WHAT TO PRODUCE =
Rescale the data between the lines holding "Which spot sits on each instance of the grass" and "x=568 y=233", inclusive, by rewriting every line in that span and nothing else. Multiply only the answer coordinates by 0.95 and round to whole numbers with halves going up, leaving every other line and number as it is.

--- DATA ---

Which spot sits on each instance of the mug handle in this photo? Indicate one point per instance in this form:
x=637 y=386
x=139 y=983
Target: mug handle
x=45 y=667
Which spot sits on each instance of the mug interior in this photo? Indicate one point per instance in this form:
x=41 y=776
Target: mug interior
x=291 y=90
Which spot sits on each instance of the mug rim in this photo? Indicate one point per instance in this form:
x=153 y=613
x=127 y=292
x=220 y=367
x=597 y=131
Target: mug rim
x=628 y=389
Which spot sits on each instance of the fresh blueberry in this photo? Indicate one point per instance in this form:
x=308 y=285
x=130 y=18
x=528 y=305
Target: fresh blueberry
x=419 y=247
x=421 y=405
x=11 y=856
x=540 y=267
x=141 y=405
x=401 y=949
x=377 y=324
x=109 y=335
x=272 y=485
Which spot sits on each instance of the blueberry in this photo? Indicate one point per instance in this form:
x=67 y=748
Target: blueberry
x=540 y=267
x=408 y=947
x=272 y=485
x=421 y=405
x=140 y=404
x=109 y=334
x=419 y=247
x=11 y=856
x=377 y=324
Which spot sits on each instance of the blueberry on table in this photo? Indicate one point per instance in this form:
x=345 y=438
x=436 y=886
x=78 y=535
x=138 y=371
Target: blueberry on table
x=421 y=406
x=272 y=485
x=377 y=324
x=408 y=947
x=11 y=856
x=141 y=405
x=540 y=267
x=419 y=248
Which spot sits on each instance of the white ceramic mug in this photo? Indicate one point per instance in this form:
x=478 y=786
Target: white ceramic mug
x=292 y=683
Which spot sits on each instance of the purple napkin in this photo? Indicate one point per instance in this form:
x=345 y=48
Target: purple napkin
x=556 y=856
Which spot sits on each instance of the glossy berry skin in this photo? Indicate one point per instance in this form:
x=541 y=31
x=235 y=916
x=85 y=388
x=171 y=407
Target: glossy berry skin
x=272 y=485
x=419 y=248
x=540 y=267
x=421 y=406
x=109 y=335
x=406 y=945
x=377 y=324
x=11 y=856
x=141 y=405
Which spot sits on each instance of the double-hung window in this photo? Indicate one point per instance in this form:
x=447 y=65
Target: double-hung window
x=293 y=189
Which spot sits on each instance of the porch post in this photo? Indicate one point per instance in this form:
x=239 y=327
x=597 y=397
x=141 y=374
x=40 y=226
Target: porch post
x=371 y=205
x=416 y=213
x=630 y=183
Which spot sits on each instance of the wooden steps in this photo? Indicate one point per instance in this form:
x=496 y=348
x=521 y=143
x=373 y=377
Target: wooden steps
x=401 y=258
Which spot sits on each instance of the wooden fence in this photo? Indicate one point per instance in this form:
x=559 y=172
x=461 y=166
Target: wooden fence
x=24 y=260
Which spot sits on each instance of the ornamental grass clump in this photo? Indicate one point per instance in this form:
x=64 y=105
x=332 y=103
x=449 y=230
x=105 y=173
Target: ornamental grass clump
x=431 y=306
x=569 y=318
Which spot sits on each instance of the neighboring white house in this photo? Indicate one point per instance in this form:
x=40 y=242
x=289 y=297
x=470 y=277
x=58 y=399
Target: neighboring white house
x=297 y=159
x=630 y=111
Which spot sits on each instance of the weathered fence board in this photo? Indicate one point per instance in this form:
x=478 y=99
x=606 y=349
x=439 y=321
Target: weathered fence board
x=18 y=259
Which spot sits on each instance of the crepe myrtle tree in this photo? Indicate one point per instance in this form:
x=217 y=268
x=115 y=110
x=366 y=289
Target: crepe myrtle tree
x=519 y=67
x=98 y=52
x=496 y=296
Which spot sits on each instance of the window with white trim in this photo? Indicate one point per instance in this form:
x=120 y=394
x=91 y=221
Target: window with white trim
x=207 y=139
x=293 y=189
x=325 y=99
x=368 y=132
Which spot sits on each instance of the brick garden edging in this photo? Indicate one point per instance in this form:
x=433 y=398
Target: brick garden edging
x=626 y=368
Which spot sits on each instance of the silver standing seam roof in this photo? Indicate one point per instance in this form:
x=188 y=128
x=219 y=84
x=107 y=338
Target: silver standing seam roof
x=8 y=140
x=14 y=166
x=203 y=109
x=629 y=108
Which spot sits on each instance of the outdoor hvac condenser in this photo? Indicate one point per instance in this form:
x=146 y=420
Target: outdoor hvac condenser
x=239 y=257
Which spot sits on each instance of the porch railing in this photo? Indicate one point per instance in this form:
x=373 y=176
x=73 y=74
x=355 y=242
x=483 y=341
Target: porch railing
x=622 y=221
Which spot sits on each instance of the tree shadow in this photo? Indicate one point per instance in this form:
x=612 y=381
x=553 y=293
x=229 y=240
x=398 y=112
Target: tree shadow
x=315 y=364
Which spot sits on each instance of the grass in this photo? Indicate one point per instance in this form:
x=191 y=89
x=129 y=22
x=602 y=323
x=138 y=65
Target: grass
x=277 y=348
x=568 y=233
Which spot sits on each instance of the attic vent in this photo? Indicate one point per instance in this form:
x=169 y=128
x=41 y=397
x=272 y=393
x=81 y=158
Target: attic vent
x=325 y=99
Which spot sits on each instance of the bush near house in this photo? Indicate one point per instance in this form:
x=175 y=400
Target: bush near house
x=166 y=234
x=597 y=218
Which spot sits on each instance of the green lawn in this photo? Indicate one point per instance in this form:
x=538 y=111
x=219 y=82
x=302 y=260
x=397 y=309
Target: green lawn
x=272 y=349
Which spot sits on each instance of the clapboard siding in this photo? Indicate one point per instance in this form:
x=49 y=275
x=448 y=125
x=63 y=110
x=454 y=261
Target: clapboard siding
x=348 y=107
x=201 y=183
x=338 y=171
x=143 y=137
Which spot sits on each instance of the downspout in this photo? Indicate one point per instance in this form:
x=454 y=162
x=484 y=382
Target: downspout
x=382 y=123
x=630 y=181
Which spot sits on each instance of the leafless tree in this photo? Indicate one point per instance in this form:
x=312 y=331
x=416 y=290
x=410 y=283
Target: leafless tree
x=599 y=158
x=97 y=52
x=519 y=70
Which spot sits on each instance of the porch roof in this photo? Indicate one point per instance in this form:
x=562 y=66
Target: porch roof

---

SOLUTION TO THIS PROBLEM =
Which spot sits on each instance of the grass in this photo? Indicate one point per instance in this form:
x=191 y=89
x=129 y=22
x=602 y=323
x=138 y=65
Target: grass
x=263 y=331
x=540 y=221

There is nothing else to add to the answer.